> **WRITTEN INSTRUCTION**: In the school board comments below, by what year does the district aim for one hundred percent of its students to demonstrate significant growth every year?

Comments on student achievement for the School Board, April 9, 2001

by Margaret DeLacy

 

(these comments represent my own views, as a parent of PPS students, and do not represent the position of any organization that I am associated with)

Dear Board members:

I am here tonight to comment on an important aspect of student achievement that I feel is being overlooked during the present discussions.

I am sure I do not need to remind board members that "the mission of Portland Public Schools is to support ALL students in achieving their very highest educational and personal potential...." or that the district’s objectives include the statement that by 2005 "One hundred percent of our students will demonstrate significant growth every year"

These are the most fundamental and significant objectives that the district has set for itself.

We have recently heard a lot of discussion about student achievement. Achievement is often understood as a single test score. Many people seem to believe if a student’s score is high enough, that student is showing acceptable "achievement." But a single score offers us almost no information about whether a school system is actually doing a good job of teaching. It may tell more about what a student has learned at home than in school.

If a student enters third grade with a given achievement test score, and leaves at the end of the year with the SAME score, then the student has not made "significant growth" or in fact, any growth at all, no matter what that score was when the student entered.

> **DATASET SECTION**:
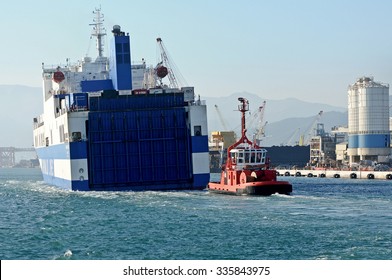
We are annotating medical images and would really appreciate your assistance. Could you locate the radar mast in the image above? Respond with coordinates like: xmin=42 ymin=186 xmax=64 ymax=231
xmin=90 ymin=8 xmax=106 ymax=57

> **EXERCISE RESULT**: 2005